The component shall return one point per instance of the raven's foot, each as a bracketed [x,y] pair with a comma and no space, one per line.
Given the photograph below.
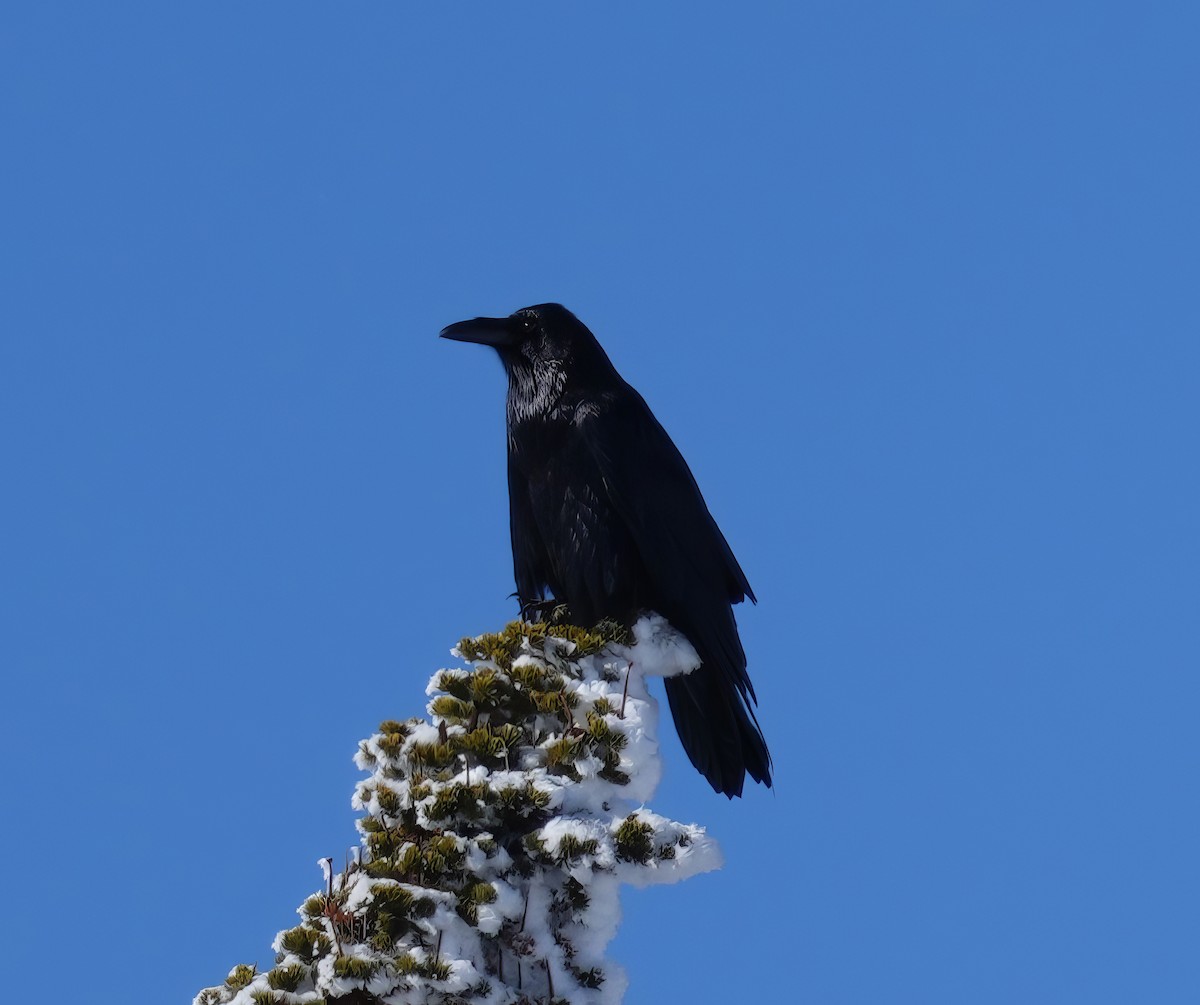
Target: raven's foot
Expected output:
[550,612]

**********

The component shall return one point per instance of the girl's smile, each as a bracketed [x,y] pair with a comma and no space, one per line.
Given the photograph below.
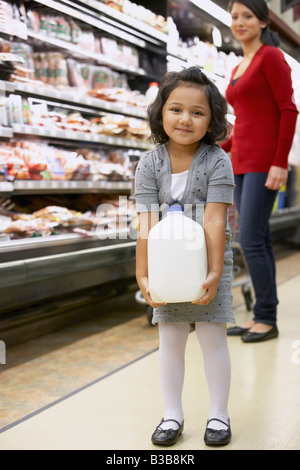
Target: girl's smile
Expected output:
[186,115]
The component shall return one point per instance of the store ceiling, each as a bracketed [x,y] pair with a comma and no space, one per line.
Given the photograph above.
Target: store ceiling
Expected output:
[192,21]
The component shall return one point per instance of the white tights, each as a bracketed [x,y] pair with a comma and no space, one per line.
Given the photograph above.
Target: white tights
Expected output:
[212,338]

**********

REQUIRED ACTION: Throughout the material above, report each line holding the word "tights".

ANSWER TO THIS PROBLEM:
The component shall return one point per instance of the white tights, each as a bracketed [x,y] pair with a comma and no space, one per line.
Target: white tights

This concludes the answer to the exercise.